Vermeld alsjeblieft in hoeveel regels van de onderstaande records de string "player" voorkomt, en noem alleen dat getal.

── Geëxtraheerde gegevens

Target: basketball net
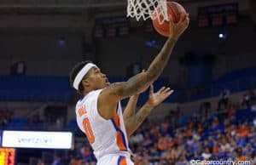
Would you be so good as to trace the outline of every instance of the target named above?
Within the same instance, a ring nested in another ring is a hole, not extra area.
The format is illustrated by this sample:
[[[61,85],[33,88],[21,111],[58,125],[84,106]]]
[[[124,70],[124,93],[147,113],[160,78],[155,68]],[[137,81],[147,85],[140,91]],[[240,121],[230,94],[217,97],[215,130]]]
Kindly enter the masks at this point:
[[[160,24],[169,21],[166,0],[127,0],[127,17],[141,18],[146,20],[148,18],[159,20]]]

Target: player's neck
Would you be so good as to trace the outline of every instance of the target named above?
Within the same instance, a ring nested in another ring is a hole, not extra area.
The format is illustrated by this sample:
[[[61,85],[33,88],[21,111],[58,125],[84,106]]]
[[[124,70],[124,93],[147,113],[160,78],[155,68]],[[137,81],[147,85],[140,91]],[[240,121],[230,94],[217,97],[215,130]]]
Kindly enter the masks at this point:
[[[83,92],[83,95],[85,96],[85,95],[87,95],[89,93],[90,93],[93,90],[95,90],[95,89],[93,89],[93,88],[88,88],[87,90],[85,89]]]

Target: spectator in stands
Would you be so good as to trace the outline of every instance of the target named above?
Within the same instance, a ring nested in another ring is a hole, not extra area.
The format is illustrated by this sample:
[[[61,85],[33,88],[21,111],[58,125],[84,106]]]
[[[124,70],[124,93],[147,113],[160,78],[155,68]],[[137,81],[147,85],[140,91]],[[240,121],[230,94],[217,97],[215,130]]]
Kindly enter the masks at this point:
[[[44,162],[43,162],[42,159],[38,160],[38,164],[37,165],[44,165]]]
[[[223,90],[220,92],[220,100],[218,103],[218,110],[220,111],[222,108],[222,105],[224,106],[224,109],[227,107],[227,105],[229,103],[229,98],[230,98],[230,91],[227,88],[223,88]]]
[[[248,157],[242,153],[242,149],[241,147],[235,150],[236,154],[237,155],[237,161],[248,161]]]
[[[67,163],[62,157],[62,155],[60,153],[55,153],[54,156],[54,162],[51,165],[67,165]]]
[[[242,96],[241,107],[242,108],[250,108],[250,106],[251,106],[250,94],[249,93],[246,93]]]

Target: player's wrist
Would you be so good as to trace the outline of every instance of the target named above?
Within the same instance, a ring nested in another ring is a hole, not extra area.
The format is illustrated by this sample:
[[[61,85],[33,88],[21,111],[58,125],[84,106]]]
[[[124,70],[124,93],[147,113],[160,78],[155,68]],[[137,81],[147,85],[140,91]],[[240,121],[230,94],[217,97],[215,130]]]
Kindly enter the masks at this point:
[[[153,104],[153,103],[150,103],[150,101],[148,101],[148,100],[146,102],[146,106],[147,106],[147,108],[148,109],[148,111],[151,111],[152,109],[154,108],[154,104]]]
[[[178,38],[178,37],[170,36],[170,37],[168,37],[168,41],[169,41],[169,42],[174,42],[174,43],[176,43],[177,40],[177,38]]]

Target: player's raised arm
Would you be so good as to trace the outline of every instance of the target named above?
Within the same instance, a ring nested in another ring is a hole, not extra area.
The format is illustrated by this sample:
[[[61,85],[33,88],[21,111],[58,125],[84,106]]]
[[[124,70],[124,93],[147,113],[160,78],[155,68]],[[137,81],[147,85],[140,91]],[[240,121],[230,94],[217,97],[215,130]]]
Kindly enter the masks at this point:
[[[189,15],[182,14],[182,19],[177,23],[170,21],[170,37],[159,54],[154,58],[145,72],[139,73],[127,82],[113,83],[103,89],[100,100],[107,100],[108,103],[118,102],[119,100],[130,97],[139,93],[148,87],[152,82],[158,78],[166,67],[174,45],[182,33],[189,25]]]

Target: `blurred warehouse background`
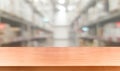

────

◆ Antwoord hieronder
3